- Goal of the exercise: Extract each line of the material below that contains the string "airplane".

Data listing

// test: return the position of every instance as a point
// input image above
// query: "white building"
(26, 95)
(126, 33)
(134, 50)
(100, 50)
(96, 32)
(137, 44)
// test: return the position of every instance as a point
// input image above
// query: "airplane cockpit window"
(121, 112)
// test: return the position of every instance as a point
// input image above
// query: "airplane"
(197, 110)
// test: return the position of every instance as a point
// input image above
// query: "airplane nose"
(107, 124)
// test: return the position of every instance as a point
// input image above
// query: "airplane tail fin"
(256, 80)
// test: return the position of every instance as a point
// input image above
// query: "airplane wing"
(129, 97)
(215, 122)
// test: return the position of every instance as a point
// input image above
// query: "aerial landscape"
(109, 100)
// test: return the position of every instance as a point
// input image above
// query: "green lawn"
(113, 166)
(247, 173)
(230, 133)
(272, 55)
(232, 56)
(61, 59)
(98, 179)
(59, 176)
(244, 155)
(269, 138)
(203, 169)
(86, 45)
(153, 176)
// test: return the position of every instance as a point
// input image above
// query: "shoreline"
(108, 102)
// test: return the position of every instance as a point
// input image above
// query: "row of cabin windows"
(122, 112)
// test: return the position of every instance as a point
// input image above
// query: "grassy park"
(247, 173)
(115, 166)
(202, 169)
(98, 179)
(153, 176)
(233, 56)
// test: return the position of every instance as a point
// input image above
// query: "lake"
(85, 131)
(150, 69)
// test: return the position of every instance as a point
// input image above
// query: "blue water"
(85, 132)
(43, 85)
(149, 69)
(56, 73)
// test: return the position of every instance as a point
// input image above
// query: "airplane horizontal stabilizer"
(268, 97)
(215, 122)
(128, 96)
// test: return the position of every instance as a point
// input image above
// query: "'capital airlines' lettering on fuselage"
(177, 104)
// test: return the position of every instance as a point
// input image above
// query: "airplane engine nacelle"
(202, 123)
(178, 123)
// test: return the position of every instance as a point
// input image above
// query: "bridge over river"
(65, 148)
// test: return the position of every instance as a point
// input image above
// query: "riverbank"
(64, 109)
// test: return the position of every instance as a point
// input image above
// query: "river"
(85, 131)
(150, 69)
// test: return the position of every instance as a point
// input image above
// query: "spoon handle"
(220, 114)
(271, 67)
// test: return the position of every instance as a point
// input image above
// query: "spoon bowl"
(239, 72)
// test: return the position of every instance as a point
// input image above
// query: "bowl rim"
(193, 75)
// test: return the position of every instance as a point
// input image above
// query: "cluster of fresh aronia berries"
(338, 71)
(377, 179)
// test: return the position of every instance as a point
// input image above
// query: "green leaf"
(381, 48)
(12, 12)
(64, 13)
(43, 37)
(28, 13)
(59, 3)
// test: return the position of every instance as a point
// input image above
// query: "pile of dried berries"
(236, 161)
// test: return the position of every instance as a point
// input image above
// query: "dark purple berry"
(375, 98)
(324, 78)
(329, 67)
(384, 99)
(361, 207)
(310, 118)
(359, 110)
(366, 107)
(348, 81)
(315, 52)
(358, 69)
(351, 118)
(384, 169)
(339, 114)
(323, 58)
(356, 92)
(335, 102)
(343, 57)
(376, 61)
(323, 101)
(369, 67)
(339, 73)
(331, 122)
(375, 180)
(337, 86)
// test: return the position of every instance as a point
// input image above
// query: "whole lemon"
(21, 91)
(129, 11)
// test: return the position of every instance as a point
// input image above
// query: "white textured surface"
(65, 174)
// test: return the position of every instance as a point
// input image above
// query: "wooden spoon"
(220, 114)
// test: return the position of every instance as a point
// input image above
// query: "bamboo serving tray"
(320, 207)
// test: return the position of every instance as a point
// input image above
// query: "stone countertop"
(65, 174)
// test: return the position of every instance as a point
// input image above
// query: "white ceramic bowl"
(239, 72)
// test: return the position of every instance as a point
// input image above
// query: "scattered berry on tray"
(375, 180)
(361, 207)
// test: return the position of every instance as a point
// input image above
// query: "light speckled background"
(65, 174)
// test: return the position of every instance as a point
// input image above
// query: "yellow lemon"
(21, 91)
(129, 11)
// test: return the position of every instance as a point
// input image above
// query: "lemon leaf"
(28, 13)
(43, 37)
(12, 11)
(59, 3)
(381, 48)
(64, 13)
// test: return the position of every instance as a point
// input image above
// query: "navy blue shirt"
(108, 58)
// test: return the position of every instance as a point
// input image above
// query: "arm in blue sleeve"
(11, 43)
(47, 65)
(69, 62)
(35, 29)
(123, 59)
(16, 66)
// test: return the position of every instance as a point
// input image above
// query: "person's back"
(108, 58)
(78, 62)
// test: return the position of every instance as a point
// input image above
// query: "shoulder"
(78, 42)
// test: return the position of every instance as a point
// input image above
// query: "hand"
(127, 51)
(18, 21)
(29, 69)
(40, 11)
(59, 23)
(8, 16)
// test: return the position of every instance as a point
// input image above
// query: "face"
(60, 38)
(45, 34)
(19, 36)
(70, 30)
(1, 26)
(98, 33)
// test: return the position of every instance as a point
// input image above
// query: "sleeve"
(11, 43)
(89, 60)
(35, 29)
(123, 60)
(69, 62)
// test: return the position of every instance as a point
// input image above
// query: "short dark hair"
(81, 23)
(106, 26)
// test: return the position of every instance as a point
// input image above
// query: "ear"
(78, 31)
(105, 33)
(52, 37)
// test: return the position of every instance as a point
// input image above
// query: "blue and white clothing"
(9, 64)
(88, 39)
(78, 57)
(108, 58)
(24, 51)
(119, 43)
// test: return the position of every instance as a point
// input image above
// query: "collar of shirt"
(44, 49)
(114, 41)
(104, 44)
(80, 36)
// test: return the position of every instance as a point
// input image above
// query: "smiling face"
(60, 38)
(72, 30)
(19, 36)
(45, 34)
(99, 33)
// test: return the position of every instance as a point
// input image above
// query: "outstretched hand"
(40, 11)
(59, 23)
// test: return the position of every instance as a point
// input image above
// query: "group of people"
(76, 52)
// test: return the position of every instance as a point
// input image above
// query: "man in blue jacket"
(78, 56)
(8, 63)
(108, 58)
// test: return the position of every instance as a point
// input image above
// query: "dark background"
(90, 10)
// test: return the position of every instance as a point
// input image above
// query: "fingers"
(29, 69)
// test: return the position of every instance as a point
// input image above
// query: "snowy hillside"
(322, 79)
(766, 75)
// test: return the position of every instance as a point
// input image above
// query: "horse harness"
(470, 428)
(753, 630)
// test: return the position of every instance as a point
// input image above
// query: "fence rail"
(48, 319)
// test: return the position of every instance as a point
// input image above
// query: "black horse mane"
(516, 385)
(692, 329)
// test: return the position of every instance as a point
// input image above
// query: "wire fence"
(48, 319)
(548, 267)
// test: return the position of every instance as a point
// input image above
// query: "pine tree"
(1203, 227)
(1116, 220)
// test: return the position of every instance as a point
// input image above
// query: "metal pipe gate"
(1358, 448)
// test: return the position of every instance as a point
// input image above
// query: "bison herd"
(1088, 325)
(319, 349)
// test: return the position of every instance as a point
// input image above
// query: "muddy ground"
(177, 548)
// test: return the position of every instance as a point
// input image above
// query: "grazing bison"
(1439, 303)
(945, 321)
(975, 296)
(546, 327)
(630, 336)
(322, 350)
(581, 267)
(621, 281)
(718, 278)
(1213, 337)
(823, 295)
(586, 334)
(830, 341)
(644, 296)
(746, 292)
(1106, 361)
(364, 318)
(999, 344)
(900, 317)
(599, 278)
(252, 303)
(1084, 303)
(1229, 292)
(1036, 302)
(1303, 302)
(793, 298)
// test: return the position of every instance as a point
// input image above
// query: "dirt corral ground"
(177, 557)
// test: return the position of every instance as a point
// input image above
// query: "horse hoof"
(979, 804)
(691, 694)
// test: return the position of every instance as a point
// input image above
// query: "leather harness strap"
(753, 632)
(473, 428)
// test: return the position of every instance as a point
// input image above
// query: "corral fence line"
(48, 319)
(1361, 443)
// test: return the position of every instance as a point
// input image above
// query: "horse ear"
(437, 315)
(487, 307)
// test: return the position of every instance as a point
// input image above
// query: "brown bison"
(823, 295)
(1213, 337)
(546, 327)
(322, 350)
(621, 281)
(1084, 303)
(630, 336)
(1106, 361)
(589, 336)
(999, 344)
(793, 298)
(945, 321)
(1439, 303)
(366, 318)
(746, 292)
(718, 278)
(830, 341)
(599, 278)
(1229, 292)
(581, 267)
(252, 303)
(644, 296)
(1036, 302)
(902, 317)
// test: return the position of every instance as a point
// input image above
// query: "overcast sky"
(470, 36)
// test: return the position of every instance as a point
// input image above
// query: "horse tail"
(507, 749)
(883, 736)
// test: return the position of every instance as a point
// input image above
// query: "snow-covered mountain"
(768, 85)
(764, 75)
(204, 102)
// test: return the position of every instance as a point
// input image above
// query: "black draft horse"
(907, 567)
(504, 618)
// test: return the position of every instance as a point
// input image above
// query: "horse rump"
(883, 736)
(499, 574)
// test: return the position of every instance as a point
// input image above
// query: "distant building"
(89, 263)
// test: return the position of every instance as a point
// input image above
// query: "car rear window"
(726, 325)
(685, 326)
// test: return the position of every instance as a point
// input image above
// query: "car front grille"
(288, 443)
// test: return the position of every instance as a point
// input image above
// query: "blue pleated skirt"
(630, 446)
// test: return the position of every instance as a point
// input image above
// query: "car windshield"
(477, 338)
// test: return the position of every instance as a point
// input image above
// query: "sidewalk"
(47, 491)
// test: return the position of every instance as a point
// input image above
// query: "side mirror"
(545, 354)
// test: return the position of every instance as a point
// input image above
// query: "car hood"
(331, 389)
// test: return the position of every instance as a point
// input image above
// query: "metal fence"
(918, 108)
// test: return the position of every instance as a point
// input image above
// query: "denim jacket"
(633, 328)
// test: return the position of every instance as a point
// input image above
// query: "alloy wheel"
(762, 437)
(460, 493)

- Output of the exercise:
// query: "airplane cockpit window"
// query: "airplane"
// query: "airplane nose"
// query: "airplane tail fin"
// query: "airplane wing"
// query: "airplane horizontal stabilizer"
// query: "airplane engine nacelle"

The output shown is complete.